◆ WHAT THIS TASK INVOLVES
Every line of the records below that holds the word "with" belongs in the answer.

*** RECORDS FOR THE EXERCISE ***

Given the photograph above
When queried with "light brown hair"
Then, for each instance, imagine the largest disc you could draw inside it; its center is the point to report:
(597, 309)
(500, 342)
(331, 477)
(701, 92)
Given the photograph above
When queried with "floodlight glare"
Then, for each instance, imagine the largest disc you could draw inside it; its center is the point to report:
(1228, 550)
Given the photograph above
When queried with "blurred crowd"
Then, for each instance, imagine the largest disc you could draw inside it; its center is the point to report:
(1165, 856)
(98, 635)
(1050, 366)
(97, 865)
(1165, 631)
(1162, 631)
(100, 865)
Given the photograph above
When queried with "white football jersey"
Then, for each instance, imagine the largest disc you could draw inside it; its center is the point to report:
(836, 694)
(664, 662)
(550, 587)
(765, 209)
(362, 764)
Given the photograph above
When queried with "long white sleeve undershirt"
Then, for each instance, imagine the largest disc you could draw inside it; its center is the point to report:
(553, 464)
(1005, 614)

*** End of RECORDS FOR THE EXERCISE ***

◆ EXPECTED ANSWER
When queried with "light brown hair"
When queried with "floodlight glare"
When queried with "blurred crowd"
When queried with "white football jersey"
When queried with "long white sleeve undershirt"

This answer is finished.